- [Task to carry out]: Return, word for word, the line that contains "A point falls on each instance of the sunlit" and every line after it through the end of the records.

(Dataset records)

┌──

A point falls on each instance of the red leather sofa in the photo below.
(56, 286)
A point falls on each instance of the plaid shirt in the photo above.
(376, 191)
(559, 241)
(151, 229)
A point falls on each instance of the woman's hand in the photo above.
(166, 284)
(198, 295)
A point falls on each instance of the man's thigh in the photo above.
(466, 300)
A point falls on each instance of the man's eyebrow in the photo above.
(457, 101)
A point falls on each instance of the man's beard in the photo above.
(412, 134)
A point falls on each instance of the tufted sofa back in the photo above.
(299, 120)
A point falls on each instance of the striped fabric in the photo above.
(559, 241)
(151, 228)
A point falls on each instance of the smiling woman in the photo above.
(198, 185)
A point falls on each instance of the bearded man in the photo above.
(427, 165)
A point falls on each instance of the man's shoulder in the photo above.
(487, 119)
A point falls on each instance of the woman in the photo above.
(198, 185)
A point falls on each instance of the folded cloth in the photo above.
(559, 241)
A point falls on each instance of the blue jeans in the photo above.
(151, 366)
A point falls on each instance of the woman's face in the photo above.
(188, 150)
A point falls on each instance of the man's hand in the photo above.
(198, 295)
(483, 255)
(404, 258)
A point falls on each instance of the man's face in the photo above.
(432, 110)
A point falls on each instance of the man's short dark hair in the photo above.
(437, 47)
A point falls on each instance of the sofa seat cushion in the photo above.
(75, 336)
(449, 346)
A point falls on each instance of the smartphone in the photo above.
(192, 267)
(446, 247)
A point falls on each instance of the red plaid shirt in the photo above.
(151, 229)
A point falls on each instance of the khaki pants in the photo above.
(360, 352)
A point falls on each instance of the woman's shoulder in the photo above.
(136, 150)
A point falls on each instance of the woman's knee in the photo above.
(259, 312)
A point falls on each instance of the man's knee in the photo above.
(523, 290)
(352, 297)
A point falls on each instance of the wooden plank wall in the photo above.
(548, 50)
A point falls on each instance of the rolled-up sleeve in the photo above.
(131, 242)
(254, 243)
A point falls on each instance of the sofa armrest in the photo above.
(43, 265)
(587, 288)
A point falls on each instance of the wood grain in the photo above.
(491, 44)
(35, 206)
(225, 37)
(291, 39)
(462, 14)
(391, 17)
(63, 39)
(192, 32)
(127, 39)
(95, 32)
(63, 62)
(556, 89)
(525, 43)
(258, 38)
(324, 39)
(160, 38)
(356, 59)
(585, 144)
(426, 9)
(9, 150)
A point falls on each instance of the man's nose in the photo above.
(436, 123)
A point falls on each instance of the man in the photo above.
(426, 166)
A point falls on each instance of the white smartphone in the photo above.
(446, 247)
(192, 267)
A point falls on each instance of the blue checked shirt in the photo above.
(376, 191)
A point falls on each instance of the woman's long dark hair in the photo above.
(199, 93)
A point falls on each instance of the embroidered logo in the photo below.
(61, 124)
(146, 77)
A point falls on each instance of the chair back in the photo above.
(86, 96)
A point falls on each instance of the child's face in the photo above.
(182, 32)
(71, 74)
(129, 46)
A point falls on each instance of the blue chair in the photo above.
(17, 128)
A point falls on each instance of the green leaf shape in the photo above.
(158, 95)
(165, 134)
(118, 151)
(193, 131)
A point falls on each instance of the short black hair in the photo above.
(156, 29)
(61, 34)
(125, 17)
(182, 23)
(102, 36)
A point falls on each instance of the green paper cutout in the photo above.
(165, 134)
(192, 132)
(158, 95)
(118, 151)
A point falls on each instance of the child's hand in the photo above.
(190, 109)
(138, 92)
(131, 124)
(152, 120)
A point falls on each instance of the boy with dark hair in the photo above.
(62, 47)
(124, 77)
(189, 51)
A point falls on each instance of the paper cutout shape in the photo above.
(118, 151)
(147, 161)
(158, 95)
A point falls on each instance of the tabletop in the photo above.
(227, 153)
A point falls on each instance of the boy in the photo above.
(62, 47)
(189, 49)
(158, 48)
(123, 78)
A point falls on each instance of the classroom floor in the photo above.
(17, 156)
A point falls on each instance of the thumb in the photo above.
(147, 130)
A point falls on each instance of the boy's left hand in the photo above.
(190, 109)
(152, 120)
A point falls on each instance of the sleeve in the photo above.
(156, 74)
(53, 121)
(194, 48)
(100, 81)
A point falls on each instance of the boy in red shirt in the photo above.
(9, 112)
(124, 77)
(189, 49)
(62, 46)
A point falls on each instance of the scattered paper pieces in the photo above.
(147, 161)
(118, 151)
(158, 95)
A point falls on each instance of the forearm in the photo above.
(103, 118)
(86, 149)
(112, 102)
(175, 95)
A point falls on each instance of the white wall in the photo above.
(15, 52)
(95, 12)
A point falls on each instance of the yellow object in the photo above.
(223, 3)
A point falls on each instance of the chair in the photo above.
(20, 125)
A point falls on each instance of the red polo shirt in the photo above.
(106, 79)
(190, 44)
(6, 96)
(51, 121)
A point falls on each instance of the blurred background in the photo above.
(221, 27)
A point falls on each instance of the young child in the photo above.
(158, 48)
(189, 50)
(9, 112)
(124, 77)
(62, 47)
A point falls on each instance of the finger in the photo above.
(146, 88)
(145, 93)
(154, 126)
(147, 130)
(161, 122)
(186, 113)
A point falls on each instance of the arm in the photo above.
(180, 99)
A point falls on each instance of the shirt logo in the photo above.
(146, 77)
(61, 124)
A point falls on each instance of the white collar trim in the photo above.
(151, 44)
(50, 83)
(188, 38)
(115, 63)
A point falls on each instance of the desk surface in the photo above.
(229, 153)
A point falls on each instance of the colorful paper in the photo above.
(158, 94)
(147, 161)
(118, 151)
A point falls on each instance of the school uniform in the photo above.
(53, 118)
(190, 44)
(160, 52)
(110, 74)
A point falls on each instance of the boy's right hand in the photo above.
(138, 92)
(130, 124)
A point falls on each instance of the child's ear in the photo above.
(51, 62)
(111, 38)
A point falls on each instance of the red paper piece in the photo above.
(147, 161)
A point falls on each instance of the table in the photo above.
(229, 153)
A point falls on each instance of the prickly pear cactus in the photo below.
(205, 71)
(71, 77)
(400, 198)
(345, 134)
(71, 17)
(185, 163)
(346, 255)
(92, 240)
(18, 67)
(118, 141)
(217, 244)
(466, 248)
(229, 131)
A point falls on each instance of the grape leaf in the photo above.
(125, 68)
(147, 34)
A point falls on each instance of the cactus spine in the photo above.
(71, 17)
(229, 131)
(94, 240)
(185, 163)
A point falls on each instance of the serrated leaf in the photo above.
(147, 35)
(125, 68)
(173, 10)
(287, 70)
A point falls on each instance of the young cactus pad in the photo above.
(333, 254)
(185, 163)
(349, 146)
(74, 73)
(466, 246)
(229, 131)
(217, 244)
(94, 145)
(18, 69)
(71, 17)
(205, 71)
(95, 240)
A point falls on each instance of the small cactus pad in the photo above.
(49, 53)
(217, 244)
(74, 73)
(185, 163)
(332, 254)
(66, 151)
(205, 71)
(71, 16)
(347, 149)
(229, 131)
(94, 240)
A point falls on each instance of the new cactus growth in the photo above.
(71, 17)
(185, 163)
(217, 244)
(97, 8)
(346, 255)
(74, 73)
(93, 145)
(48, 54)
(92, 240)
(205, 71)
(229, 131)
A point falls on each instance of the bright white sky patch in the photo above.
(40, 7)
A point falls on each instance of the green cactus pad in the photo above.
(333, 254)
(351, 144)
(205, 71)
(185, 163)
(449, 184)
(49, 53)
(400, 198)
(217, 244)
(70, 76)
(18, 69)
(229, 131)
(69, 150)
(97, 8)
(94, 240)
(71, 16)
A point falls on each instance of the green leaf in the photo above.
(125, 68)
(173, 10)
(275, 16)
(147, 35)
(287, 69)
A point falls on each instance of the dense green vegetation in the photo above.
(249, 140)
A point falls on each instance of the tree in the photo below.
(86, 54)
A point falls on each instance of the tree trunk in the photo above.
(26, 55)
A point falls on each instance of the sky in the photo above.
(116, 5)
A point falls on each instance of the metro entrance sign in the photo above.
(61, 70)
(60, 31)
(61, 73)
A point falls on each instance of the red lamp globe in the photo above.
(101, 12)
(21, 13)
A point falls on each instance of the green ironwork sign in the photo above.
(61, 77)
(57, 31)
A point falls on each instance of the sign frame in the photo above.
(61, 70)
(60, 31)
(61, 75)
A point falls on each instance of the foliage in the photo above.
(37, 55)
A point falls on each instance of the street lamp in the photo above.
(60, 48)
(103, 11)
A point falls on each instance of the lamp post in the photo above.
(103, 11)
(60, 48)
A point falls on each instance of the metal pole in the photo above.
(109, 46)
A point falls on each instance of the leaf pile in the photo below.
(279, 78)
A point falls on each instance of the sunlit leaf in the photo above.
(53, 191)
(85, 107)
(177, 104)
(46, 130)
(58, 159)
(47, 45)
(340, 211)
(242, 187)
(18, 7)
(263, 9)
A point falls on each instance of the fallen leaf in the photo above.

└──

- [Exercise response]:
A point falls on each instance of the sunlit leaf in the photo above.
(53, 191)
(85, 107)
(177, 104)
(46, 130)
(58, 159)
(47, 45)
(340, 211)
(242, 187)
(18, 7)
(263, 9)
A point falls on each instance of the fallen leaf in the photo above.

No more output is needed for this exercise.